▶ Task description:
Give again the lines of the data from its first line through the line with "like point(152, 65).". Change nothing.

▶ Source material:
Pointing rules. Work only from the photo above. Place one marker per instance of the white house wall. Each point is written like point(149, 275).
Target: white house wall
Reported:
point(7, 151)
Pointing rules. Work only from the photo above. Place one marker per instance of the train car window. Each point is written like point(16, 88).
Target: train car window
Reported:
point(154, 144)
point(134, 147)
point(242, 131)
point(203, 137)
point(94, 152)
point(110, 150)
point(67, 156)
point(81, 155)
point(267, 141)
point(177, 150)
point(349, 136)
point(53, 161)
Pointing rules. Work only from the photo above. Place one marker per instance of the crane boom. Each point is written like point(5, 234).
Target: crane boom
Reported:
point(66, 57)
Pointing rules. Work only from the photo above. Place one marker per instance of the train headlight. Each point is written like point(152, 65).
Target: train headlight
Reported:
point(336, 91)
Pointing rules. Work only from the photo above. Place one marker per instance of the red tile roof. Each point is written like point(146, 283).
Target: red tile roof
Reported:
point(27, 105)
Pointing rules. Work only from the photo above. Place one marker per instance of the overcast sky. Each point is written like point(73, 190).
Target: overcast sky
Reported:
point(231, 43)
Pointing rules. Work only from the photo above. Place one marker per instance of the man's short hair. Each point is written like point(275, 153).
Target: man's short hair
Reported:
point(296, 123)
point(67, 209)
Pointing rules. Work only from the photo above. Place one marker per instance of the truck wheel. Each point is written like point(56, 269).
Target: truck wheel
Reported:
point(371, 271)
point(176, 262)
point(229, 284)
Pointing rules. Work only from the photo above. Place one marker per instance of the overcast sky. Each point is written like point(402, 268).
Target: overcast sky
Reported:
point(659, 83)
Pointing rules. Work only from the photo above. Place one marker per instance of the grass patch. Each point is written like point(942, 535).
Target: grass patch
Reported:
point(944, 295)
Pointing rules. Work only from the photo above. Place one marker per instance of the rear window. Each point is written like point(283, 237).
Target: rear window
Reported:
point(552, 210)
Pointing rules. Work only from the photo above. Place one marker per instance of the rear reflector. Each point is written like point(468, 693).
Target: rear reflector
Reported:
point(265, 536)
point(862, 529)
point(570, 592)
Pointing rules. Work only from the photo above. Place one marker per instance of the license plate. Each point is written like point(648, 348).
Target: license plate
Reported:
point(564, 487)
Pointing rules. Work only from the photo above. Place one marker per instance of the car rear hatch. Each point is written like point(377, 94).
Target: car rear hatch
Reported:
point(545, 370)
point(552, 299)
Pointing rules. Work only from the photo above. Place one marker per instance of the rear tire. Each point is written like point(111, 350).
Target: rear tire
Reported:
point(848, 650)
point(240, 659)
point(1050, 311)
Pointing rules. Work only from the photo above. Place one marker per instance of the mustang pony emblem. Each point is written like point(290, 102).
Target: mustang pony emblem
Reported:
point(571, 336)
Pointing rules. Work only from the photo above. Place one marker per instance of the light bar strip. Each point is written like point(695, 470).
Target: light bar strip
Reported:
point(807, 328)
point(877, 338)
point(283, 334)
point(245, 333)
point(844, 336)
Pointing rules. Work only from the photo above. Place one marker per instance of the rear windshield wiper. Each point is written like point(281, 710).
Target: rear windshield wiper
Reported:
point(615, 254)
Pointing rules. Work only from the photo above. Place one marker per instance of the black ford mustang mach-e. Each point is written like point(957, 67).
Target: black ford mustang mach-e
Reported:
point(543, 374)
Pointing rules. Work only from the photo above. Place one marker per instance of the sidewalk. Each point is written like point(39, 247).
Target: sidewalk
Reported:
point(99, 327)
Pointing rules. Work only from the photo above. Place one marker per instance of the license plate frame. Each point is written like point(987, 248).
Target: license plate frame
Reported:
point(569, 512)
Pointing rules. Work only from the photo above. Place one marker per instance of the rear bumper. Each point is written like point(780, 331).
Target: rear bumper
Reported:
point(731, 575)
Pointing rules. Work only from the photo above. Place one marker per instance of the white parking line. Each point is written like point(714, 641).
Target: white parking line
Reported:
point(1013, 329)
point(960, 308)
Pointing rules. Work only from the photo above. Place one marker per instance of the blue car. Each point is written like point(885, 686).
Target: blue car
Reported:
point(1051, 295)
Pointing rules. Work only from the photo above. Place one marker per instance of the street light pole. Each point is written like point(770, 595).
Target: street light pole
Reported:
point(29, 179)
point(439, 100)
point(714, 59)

▶ Answer box:
Pointing rules. Work only from the photo above. Place one marker per instance of the white house wall. Each point is written like point(149, 275).
Target: white house wall
Reported:
point(7, 151)
Pointing rules. Work only from the photo above. Place one marker per instance of the train car window. Each point is written like point(16, 88).
Target: train car window
Reported:
point(154, 144)
point(134, 147)
point(242, 131)
point(203, 137)
point(94, 152)
point(110, 150)
point(67, 156)
point(81, 155)
point(267, 141)
point(177, 150)
point(349, 136)
point(53, 161)
Pointing rules. Work only from the photo above. Place one marker per instance of the crane boom. Each point is written like point(5, 234).
Target: crane boom
Reported:
point(66, 57)
Pointing rules. Work only from the photo above. Place one marker per instance of the train headlight. Each point is written like point(152, 65).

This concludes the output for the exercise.